(Saved data entries)

#####

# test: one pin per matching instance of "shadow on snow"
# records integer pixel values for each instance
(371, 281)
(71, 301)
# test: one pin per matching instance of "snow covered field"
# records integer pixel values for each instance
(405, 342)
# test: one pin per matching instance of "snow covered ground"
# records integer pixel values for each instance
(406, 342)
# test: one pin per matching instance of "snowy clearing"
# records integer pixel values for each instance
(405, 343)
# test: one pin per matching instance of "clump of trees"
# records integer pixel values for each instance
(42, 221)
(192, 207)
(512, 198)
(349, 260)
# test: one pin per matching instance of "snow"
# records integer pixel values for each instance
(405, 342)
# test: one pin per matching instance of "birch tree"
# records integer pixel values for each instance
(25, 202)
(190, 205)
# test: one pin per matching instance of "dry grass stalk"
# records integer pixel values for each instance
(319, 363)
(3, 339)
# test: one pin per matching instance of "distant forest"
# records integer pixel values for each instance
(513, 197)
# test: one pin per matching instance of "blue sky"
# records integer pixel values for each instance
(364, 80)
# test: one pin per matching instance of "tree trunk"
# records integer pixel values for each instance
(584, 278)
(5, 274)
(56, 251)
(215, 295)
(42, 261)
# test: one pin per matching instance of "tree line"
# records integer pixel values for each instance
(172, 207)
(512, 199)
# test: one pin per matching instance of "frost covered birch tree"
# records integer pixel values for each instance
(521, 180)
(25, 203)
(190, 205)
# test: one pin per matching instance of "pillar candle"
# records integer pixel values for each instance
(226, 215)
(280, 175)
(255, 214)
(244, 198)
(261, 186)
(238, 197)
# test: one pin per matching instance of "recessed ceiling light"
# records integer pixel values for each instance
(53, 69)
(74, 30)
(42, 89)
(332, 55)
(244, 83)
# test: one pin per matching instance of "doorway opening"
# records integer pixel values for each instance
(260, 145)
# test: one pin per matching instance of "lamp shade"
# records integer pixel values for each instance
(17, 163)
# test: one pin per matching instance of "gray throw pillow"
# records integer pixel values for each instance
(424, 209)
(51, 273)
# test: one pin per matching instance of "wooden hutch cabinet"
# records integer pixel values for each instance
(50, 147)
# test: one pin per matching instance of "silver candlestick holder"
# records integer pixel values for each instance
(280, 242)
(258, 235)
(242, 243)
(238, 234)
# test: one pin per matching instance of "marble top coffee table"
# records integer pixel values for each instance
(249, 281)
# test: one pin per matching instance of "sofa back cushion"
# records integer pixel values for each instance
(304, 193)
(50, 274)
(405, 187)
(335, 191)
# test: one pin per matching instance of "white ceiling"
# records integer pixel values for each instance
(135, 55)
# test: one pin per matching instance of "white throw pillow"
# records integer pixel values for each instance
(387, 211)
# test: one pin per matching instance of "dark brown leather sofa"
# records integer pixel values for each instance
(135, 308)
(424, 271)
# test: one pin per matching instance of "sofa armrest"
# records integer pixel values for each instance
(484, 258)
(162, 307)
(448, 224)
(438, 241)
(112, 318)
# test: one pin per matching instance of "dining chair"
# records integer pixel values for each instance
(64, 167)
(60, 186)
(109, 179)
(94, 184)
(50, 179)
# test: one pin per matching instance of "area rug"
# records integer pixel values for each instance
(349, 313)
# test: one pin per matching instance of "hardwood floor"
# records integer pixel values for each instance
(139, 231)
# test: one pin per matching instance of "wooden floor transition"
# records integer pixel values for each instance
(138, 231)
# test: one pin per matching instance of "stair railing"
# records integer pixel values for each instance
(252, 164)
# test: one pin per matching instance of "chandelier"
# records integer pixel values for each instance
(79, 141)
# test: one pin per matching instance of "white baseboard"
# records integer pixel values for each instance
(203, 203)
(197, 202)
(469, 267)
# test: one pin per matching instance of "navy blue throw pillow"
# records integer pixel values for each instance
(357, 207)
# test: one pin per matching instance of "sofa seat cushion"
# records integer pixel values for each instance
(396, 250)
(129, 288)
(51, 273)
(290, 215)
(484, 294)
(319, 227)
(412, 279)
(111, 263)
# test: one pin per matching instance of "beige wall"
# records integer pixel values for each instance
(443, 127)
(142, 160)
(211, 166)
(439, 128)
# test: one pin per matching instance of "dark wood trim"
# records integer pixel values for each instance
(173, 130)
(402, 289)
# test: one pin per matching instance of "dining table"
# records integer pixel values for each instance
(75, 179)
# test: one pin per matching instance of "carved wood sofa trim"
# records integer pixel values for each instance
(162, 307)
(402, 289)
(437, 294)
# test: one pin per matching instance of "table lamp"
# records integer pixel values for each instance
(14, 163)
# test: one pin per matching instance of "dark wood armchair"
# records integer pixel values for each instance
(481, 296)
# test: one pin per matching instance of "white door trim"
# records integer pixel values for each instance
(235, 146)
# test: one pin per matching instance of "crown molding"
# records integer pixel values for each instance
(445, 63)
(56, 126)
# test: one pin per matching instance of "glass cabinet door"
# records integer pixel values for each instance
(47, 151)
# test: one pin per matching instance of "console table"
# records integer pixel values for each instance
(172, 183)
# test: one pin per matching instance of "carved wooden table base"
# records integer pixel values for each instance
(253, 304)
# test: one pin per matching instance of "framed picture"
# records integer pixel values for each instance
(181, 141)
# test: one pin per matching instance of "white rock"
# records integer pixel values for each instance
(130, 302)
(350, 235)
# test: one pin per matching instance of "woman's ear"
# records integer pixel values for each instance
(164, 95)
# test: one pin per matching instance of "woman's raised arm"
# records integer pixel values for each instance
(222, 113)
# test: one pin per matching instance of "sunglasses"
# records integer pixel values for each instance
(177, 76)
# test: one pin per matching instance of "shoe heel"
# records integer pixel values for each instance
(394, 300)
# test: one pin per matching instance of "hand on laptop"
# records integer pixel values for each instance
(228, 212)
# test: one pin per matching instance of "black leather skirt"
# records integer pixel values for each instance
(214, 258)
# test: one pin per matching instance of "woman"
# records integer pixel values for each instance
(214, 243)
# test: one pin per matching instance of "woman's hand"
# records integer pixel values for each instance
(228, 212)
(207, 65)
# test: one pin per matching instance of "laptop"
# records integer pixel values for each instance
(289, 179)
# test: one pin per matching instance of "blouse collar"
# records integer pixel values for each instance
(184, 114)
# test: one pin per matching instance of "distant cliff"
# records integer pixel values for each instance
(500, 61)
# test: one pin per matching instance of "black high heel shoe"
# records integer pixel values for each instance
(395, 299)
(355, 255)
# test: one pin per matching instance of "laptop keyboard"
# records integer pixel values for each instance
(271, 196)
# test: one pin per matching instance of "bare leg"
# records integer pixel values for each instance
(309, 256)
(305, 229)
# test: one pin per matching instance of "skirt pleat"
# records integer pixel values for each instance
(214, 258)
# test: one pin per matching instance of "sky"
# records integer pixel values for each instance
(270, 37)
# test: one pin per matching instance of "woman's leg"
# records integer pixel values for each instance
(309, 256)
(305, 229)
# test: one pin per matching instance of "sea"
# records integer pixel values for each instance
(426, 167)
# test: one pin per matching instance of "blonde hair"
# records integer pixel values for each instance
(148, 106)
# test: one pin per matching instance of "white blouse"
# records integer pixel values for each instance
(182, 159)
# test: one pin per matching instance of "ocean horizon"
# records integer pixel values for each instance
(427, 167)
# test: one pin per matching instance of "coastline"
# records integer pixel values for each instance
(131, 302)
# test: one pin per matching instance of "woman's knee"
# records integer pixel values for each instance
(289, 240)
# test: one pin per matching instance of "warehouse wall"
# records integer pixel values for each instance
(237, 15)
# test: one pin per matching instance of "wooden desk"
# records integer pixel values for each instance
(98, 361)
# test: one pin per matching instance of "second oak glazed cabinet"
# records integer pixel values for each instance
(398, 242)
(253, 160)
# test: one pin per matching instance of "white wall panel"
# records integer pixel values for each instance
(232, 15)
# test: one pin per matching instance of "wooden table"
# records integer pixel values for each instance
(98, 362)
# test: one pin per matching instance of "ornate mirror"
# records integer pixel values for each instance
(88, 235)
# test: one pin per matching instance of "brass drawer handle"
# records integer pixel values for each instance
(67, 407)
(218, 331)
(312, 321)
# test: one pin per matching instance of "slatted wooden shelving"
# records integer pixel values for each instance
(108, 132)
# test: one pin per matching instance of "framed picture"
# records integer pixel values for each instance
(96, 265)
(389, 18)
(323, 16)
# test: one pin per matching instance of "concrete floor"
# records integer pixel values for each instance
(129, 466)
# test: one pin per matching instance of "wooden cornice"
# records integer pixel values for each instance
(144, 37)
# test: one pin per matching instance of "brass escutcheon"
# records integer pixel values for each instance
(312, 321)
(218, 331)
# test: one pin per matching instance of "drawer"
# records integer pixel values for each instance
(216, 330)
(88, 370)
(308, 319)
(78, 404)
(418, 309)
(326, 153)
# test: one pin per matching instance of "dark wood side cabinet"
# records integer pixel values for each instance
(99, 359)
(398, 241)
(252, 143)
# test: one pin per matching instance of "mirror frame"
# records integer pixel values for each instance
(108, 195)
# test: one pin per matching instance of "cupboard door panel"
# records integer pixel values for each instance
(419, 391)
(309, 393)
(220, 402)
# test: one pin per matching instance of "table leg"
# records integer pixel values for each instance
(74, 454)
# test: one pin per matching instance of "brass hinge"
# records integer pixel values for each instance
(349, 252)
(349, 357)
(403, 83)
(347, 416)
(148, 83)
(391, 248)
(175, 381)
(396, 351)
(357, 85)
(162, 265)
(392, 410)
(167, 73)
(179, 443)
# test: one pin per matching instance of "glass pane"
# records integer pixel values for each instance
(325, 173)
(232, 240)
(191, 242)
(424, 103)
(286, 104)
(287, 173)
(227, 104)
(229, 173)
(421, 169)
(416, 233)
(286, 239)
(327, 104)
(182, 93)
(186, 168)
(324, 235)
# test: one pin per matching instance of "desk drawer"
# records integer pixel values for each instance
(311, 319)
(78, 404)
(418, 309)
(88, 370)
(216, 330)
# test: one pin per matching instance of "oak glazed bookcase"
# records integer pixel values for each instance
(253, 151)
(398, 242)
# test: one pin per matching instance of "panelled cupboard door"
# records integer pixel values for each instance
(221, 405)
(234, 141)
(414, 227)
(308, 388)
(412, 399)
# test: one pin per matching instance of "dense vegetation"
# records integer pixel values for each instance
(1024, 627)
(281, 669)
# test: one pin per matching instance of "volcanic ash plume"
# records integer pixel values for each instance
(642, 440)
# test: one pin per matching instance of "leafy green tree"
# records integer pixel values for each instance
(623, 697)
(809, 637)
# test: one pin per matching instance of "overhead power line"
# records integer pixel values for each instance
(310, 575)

#####

- [TASK TO COMPLETE] Collect every line of the items that contains the string "heel".

- [FULL ANSWER]
# test: one pin per matching instance of "shoe heel"
# test: one pin per matching instance of "black high heel shoe"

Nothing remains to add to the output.